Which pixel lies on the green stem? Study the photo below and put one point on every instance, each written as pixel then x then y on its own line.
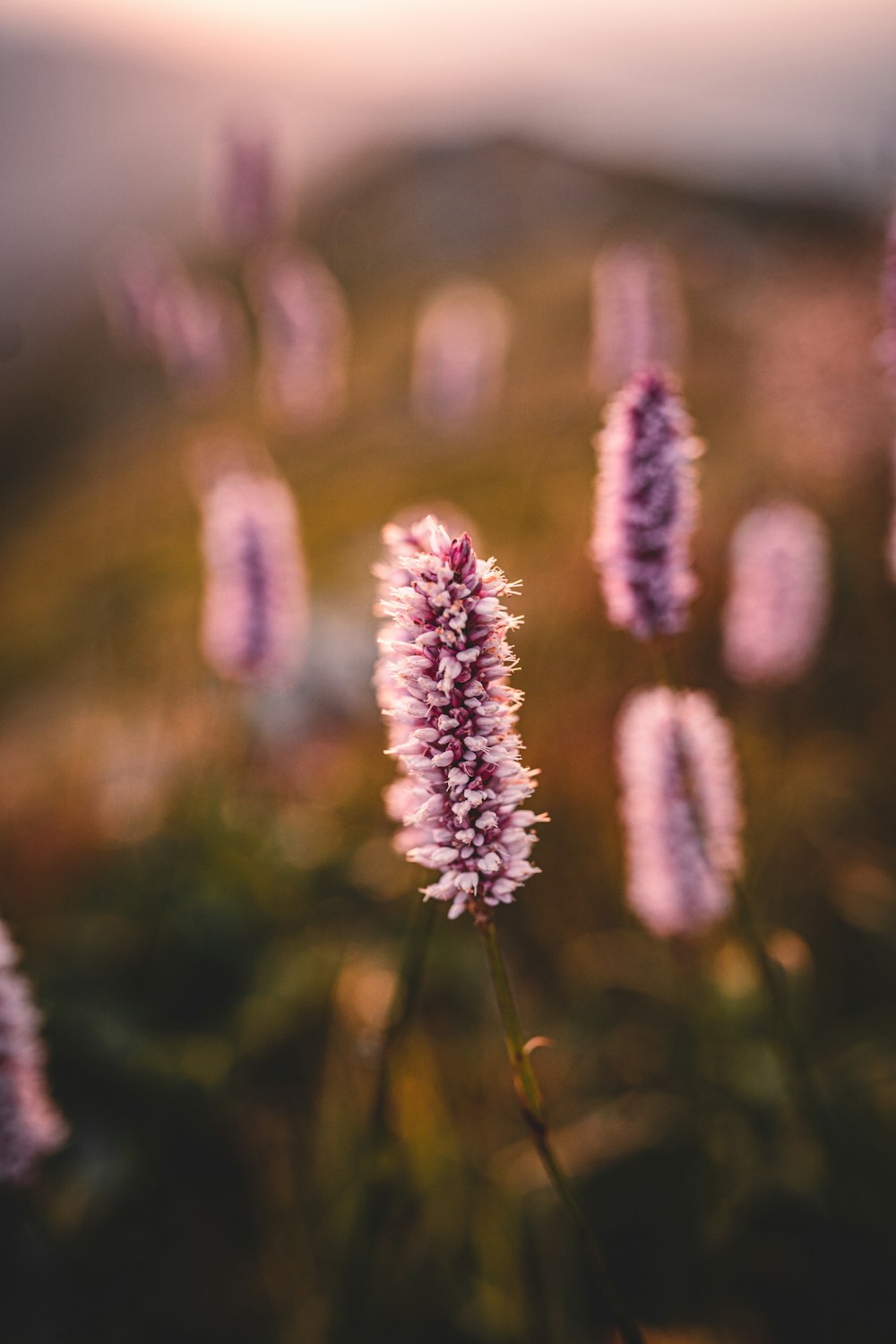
pixel 532 1109
pixel 788 1046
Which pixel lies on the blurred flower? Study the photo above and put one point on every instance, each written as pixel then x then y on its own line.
pixel 460 355
pixel 780 594
pixel 637 316
pixel 304 338
pixel 646 507
pixel 255 591
pixel 680 806
pixel 30 1125
pixel 246 203
pixel 449 660
pixel 887 343
pixel 132 280
pixel 201 333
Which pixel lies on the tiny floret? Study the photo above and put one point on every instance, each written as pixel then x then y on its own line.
pixel 443 685
pixel 646 507
pixel 681 809
pixel 777 607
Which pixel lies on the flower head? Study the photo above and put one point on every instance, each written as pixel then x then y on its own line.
pixel 304 338
pixel 460 355
pixel 635 314
pixel 444 671
pixel 30 1125
pixel 255 602
pixel 780 591
pixel 680 806
pixel 246 202
pixel 645 507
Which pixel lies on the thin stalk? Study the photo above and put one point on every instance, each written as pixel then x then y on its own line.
pixel 530 1098
pixel 359 1269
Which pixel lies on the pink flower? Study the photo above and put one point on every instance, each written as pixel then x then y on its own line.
pixel 646 507
pixel 460 355
pixel 635 314
pixel 30 1125
pixel 680 806
pixel 777 607
pixel 304 338
pixel 255 590
pixel 444 671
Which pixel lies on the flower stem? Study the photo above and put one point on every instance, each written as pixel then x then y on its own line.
pixel 788 1046
pixel 532 1109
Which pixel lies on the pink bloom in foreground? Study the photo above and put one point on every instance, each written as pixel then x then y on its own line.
pixel 680 808
pixel 445 668
pixel 304 338
pixel 646 507
pixel 777 609
pixel 30 1125
pixel 255 590
pixel 635 314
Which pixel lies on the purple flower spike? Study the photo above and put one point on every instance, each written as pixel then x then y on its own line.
pixel 646 507
pixel 246 202
pixel 255 602
pixel 780 593
pixel 680 806
pixel 637 314
pixel 444 676
pixel 304 332
pixel 30 1125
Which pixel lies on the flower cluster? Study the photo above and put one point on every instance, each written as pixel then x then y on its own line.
pixel 304 338
pixel 460 355
pixel 30 1125
pixel 255 602
pixel 680 806
pixel 780 593
pixel 444 676
pixel 646 507
pixel 637 314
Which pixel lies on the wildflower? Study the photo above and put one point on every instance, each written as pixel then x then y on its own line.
pixel 680 806
pixel 304 338
pixel 199 335
pixel 637 314
pixel 460 355
pixel 645 507
pixel 255 602
pixel 246 198
pixel 445 664
pixel 780 593
pixel 30 1125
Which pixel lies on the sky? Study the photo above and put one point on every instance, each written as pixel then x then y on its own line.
pixel 788 96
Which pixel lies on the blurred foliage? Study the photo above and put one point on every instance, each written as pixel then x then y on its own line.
pixel 211 911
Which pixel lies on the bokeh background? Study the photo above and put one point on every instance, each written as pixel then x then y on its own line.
pixel 202 879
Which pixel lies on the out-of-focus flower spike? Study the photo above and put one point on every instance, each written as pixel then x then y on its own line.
pixel 777 607
pixel 306 338
pixel 201 335
pixel 680 808
pixel 246 193
pixel 637 314
pixel 444 679
pixel 646 507
pixel 30 1124
pixel 460 355
pixel 255 607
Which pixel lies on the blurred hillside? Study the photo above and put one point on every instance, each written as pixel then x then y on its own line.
pixel 204 887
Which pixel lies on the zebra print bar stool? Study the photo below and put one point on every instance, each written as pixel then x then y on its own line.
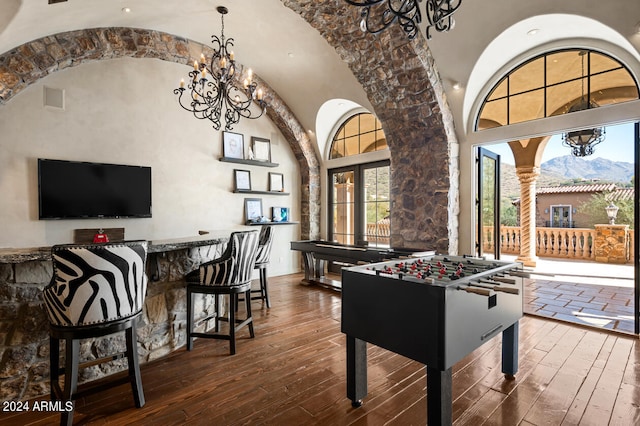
pixel 96 290
pixel 230 274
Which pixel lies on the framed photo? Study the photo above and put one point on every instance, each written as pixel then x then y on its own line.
pixel 280 214
pixel 233 145
pixel 261 149
pixel 276 182
pixel 242 179
pixel 253 209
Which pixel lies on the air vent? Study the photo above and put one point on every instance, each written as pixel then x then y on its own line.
pixel 53 98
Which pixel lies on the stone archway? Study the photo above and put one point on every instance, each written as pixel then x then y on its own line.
pixel 36 59
pixel 403 85
pixel 398 75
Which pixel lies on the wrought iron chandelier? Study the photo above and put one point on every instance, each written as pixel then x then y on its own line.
pixel 583 141
pixel 213 91
pixel 407 13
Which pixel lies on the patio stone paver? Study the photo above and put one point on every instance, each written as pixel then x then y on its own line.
pixel 589 293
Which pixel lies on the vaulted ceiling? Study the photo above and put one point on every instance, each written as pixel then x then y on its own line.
pixel 306 71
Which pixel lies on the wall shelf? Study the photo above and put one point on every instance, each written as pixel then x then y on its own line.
pixel 250 191
pixel 248 162
pixel 272 223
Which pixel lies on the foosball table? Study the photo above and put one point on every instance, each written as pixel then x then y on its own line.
pixel 434 310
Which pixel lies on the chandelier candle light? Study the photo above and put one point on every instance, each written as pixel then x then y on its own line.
pixel 212 89
pixel 407 13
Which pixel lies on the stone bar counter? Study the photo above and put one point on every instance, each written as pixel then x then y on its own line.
pixel 24 328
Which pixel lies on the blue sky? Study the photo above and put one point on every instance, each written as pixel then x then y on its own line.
pixel 617 146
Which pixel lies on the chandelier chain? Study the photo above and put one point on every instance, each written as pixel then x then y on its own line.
pixel 213 93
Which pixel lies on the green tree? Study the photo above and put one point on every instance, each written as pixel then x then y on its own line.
pixel 594 209
pixel 508 213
________________________
**To do**
The answer is the records above, repeated exactly, with no picture in it.

**Task result**
Which pixel lies on the green stem? Study the photo below and put one point on every instance, each written as pixel then x then y on its own line.
pixel 532 1109
pixel 788 1046
Which pixel lies on the blurred flower? Study the photo above and put one point on every instance, each written as pixel then x then y on its own line.
pixel 460 355
pixel 780 594
pixel 637 316
pixel 304 338
pixel 646 507
pixel 255 591
pixel 680 806
pixel 30 1125
pixel 246 203
pixel 449 660
pixel 887 343
pixel 132 280
pixel 201 333
Which pixel lies on the tiny floret? Study the photo above and put one point on every instance, each written as pixel then x then y on its own line.
pixel 443 685
pixel 646 507
pixel 681 809
pixel 777 607
Which pixel lies on the flower head? Study the photo above and put one point on every instance, each written as pixel then x then y on its own line.
pixel 304 338
pixel 460 355
pixel 635 314
pixel 444 671
pixel 30 1125
pixel 255 602
pixel 780 591
pixel 680 806
pixel 246 202
pixel 645 507
Which pixel lies on the thin stalk? Study the photo above and put one point on every instance, each written as pixel then x then y on its own line.
pixel 530 1098
pixel 359 1269
Which pixel lies on the pink flower? Study the photo above and put one point on every instance, each written as pixel then x then y on its own line.
pixel 646 507
pixel 460 355
pixel 635 314
pixel 30 1125
pixel 680 806
pixel 777 607
pixel 304 338
pixel 255 590
pixel 444 671
Which pixel lies on the flower stem? Study the photo above and put one point on every instance, each written as pixel then x then y on its own line.
pixel 788 1046
pixel 532 1109
Which pixel lies on the pink bloom in foreground? Study the photo above and put one point on every instance, each written as pixel then x then y on its own line.
pixel 680 808
pixel 445 668
pixel 304 338
pixel 646 507
pixel 777 609
pixel 30 1125
pixel 255 590
pixel 635 314
Which pixel lies on the purple flower spike? Study the photo above and put one point on every instance, each written as pixel then x then y on its own line.
pixel 646 507
pixel 246 202
pixel 255 602
pixel 780 593
pixel 680 806
pixel 637 314
pixel 444 676
pixel 304 332
pixel 30 1125
Which pixel lies on the flower cluster? Study the photo above and put one point on every instance, each written as pixel then x then y on its own line.
pixel 304 338
pixel 460 355
pixel 30 1125
pixel 255 602
pixel 680 806
pixel 780 593
pixel 444 676
pixel 646 507
pixel 637 314
Which pixel lies on the wildflower? Study the photo above and put one point on every instance, each written as pixel then x then y on its own line.
pixel 680 806
pixel 304 338
pixel 199 335
pixel 637 314
pixel 460 355
pixel 645 507
pixel 255 602
pixel 246 198
pixel 445 664
pixel 780 593
pixel 30 1125
Which pixel lies on the sky? Study the photo above and put one point on every instance, each written as pixel then x then y on its own line.
pixel 788 96
Which pixel lies on the blurred foliage? Study the photo above and put one point on every instance, each written as pixel then x then y on its own line.
pixel 211 911
Which pixel lies on the bokeh background? Study the photo above and put one point on every instance, each written as pixel then x then y on its own line.
pixel 202 879
Which pixel lies on the out-of-focus flower spike? Study the photo above and put one point on every instance, each written as pixel then x then y on its own line.
pixel 777 607
pixel 306 338
pixel 201 335
pixel 680 808
pixel 246 193
pixel 637 314
pixel 444 679
pixel 646 507
pixel 30 1124
pixel 460 355
pixel 255 607
Which pixel lies on the blurred hillside? Study the photo above and put one point on every instance, each written as pixel then x then y on its own line.
pixel 204 887
Which pixel lies on the zebra print bar stool? Study the photo below and put one point on every instance, each written as pixel then x then y on its own line.
pixel 96 290
pixel 230 274
Which pixel lies on the framed photo? Study the photo above and put one point on every instance, each written as pixel then x then y on its own line.
pixel 280 214
pixel 233 145
pixel 261 149
pixel 276 182
pixel 242 179
pixel 253 209
Which pixel lies on the air vent? Study the photo above and put one point on every instance, each written as pixel then x then y on its own line.
pixel 53 98
Which pixel lies on the stone archway? Study the photo above and put one point on every instance, each written as pixel then x then y on its own line.
pixel 36 59
pixel 403 85
pixel 398 75
Which pixel lies on the wrought iron chandelier? Study the photo above and put one point on every instance, each written as pixel then x then y on its own line.
pixel 583 141
pixel 213 91
pixel 407 13
Which pixel lies on the patio stone paver? Study the photo above and put one point on every instance, each written as pixel then x then y on its own line.
pixel 589 293
Which pixel lies on the vaulted ceiling? Study the photo above and put one point on every instance, each written as pixel then x then y on its own line.
pixel 306 71
Which pixel lies on the wall shelf? Study the photo above and put one point on every instance, each written as pixel then x then y on its own line.
pixel 250 191
pixel 248 162
pixel 272 223
Which pixel lies on the foosball table? Study the photo above and put one point on every instance, each written as pixel then x then y on its own line.
pixel 434 310
Which pixel lies on the chandelier candle light? Study the photo above and put one point on every instance, each written as pixel then x then y on its own line.
pixel 212 89
pixel 407 13
Which pixel lies on the stone bar counter? Study the photo above and put one point on every instance, each written as pixel then x then y on its own line.
pixel 24 328
Which pixel lies on the blue sky? Study the photo above and put one point on every instance, each written as pixel then x then y on its own line.
pixel 617 146
Which pixel lies on the chandelier chain? Study the photo above and put one point on every instance, each written as pixel then x then y on its own line.
pixel 213 93
Which pixel lies on the green tree? Study the photo above and put one point on every instance, each written as pixel then x then y on its own line.
pixel 594 209
pixel 508 213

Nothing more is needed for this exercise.